(Spatial localization data)

****************

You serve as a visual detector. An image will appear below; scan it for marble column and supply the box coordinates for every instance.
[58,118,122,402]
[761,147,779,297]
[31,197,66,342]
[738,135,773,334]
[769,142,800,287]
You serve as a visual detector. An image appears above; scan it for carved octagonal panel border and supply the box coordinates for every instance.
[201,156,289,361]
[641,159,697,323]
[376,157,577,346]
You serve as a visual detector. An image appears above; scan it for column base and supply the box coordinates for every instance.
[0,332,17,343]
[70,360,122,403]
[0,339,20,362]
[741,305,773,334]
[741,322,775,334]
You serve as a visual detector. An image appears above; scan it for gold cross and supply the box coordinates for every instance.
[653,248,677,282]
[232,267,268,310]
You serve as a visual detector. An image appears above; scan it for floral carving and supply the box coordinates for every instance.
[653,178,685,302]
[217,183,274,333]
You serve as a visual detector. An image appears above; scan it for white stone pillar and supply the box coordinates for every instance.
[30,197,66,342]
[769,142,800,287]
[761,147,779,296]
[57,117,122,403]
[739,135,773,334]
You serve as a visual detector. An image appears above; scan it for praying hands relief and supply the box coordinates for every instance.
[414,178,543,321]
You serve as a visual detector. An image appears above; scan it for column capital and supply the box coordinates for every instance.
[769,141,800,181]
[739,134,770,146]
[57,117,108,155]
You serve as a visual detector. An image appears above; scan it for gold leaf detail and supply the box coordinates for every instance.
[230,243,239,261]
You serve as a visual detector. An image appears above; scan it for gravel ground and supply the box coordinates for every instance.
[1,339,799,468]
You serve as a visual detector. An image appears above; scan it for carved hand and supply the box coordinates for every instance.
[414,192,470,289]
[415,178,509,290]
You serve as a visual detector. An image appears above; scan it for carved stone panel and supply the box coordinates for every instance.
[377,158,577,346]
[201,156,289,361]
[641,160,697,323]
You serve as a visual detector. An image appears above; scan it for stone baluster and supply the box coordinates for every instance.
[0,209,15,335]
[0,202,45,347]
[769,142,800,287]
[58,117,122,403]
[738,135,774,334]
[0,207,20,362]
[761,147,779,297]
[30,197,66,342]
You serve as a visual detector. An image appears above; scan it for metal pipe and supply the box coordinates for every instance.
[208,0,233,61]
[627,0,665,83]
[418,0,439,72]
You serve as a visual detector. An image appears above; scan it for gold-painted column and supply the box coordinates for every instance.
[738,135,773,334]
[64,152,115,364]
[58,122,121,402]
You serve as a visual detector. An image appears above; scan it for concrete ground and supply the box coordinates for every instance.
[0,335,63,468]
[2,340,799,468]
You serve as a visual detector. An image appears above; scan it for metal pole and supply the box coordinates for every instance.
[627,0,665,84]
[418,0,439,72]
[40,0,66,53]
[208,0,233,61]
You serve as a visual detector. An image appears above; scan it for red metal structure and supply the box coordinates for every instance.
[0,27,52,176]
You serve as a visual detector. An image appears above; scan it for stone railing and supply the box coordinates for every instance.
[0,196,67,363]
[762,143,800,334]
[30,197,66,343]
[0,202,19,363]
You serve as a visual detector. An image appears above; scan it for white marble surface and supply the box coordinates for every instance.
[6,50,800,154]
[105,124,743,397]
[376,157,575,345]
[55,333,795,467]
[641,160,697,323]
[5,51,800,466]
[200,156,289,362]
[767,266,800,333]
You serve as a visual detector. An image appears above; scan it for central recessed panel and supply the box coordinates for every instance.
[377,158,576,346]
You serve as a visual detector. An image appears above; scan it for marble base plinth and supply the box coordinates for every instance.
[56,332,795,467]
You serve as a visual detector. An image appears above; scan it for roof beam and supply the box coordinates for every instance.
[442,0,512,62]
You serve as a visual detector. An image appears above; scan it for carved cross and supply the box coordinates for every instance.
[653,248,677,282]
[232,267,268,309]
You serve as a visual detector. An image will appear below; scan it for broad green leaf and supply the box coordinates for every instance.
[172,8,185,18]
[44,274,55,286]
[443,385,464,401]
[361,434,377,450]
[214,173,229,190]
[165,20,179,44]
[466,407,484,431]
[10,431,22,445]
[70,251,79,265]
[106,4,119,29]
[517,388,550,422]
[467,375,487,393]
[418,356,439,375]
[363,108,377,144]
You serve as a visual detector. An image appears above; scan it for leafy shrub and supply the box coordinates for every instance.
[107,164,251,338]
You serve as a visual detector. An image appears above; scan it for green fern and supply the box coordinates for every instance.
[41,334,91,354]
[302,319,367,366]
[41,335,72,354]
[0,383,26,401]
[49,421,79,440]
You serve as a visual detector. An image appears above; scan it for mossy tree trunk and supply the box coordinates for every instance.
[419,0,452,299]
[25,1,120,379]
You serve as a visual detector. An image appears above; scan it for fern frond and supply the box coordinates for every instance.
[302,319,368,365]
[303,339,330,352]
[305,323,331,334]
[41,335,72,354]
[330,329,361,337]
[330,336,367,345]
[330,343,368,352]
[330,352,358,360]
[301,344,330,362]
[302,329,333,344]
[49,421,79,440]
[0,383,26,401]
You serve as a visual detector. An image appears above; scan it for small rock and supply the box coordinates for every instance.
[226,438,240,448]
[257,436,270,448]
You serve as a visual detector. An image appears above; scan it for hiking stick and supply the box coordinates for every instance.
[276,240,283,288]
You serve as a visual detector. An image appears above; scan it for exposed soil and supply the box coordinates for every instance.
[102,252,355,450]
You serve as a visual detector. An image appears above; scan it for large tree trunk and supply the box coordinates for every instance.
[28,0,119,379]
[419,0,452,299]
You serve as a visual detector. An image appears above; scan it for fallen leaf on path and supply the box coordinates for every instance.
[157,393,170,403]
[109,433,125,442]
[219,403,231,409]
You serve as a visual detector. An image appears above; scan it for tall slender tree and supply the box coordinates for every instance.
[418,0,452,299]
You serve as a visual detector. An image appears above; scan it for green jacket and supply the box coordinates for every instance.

****************

### EXERCISE REQUIREMENTS
All the data above is to be given again, exactly.

### WRITTEN REPLY
You serve as a visual detector. An image will appear below; scan it for marble column and supply the box coordinates for every instance.
[58,118,122,402]
[761,147,779,297]
[31,197,66,342]
[738,135,773,334]
[769,142,800,287]
You serve as a visual detector. An image appears above; scan it for carved octagonal panel border and supply the box coordinates for every instance.
[201,156,289,361]
[641,159,697,323]
[376,157,577,346]
You serve as a visual detector. An image appears above; scan it for column base and supply the box coordinates for every instance.
[0,332,17,343]
[70,360,122,403]
[0,339,20,362]
[741,305,773,334]
[741,322,775,334]
You serve as a visual detector. An image appears above; scan it for gold cross and supply the box coordinates for every instance.
[653,248,677,282]
[232,267,268,310]
You serve as a visual detector. An image appears above; scan it for floral carving and supply the box coordinates for every instance.
[653,178,685,302]
[217,183,274,333]
You serve as a visual detector. An image appears above; scan it for white stone pillar and supply the box coordinates for every instance.
[30,197,66,342]
[769,142,800,287]
[761,147,779,296]
[57,117,122,403]
[739,135,773,334]
You serve as a visual detector. An image appears above; scan it for praying hands relief and supply the box coordinates for every instance.
[414,178,543,321]
You serve as a visual detector. An image appears above; scan it for column capital and supply the box coordinates for every instance.
[769,141,800,181]
[739,134,770,146]
[57,117,108,155]
You serve as a visual detector. An image appears above; scan it for gold leaf detail and supply the box coordinates for every instance.
[230,243,239,261]
You serve as a visual detector. An image appears above; scan it for gravel ground and supply the box coordinates for every instance.
[1,339,799,468]
You serve as a visual detector. An image appears above; scan it for carved hand and supply the box coordinates for every instance.
[414,192,470,289]
[415,178,509,290]
You serve as a visual detector. An image appears above; scan it for carved stone panel and supply the box coordinates for every instance.
[377,158,577,346]
[201,156,289,361]
[641,160,697,323]
You serve as a visual detector. An image appears above; scan it for stone baluster and supply the box coordinates for every instance.
[0,209,15,335]
[0,202,45,347]
[769,142,800,287]
[58,117,122,403]
[738,135,774,334]
[0,207,20,362]
[761,147,779,297]
[30,197,66,342]
You serve as a visual detector. An image appears above; scan it for metal pipe and supply the box coordinates for every instance.
[208,0,233,61]
[627,0,665,83]
[418,0,439,72]
You serve as a visual detector. An image appears above; scan it for gold-painted column and supply the box coordinates for every instance.
[738,135,773,334]
[64,152,115,364]
[58,122,121,402]
You serve as a visual detector. An image appears above; scan it for concrete ground and supply the box coordinates for every instance.
[0,335,63,468]
[2,340,799,468]
You serve as a visual detector. An image appears above; scan it for metal pole and supply the box coordinates for every instance.
[627,0,665,84]
[418,0,439,72]
[40,0,66,53]
[208,0,233,61]
You serve as a visual detector. An image appears above; scan it for red metal structure and supply the box coordinates for every instance.
[0,27,52,176]
You serve as a visual detector. An image appears above; scan it for stone railing and supply the box coordinates for every instance.
[0,196,67,363]
[762,143,800,334]
[30,197,66,343]
[0,202,19,363]
You serve as a visual detector. An image appears above; scan it for white marble surface and supply the box coordinates for every instance.
[6,50,800,154]
[105,124,743,397]
[376,157,575,345]
[55,333,795,467]
[641,160,697,323]
[5,51,800,466]
[200,156,289,362]
[767,266,800,333]
You serve as a visual detector. An image appears above; scan it for central recessed panel and supply the box coordinates for every instance.
[377,158,576,346]
You serve as a visual detector. An image appears above; scan it for marble base plinth and supply the box coordinates for every instance.
[56,332,795,467]
You serve as a visual detector. An image appears above; scan it for roof beam and supply the box coordinates for every instance.
[442,0,512,62]
You serve as a visual detector. An image appears above; scan it for carved cross and supply the box coordinates for every instance.
[653,248,677,282]
[232,267,268,309]
You serve as a visual detector. An image will appear below; scan it for broad green leaf and supply the box coordinates for every instance.
[172,8,185,18]
[44,274,55,286]
[443,385,464,401]
[361,434,377,450]
[214,173,229,190]
[165,20,179,44]
[466,407,484,431]
[10,431,22,445]
[70,251,79,265]
[106,4,119,29]
[517,388,550,422]
[467,375,487,393]
[418,356,439,375]
[363,108,377,144]
You serve as a visual detector. An image appears above; scan it for leafy shrub and supply the box coordinates for every instance.
[107,164,251,338]
You serve as a visual detector. An image appears above; scan it for green fern and supply the box coordinates for every instance.
[41,334,91,354]
[302,319,367,366]
[41,335,72,354]
[0,383,26,401]
[49,421,79,440]
You serve as a visual detector. An image appears above; scan it for mossy tree trunk and supply the box coordinates for every instance.
[419,0,452,299]
[25,1,120,379]
You serve as a visual detector. An image appears above; scan it for fern frond and supply the box coordinates for every instance.
[302,319,368,365]
[303,339,330,352]
[305,323,331,334]
[41,335,72,354]
[330,329,361,337]
[330,336,367,345]
[330,343,368,352]
[330,352,358,360]
[301,344,330,362]
[302,329,333,344]
[49,421,79,440]
[0,383,26,401]
You serve as a visual detector. An image appears above; scan it for small rock and supply the box coordinates for every instance.
[226,438,240,448]
[257,436,270,448]
You serve as a visual detector. An image appears above; scan it for hiking stick and supply the box coordinates for every instance.
[276,240,283,288]
You serve as a visual detector. An image appears above; scan it for exposed soil and supply the box coordinates for every instance.
[102,252,355,450]
You serve as a visual detector. An image appears above; scan it for large tree trunk and supply the box coordinates for every instance.
[28,0,119,379]
[419,0,452,299]
You serve as a visual detector. An image appears above; scan it for fallen leaf on path and supply the box coordinates for every instance.
[157,393,170,403]
[109,433,125,442]
[219,403,231,409]
You serve as a visual detector. An image appears above; scan it for tall slender tree and supply the box coordinates for every instance.
[418,0,452,299]
You serve as a visual detector. An image appears above; scan it for green jacket and supply the box coordinates for every instance.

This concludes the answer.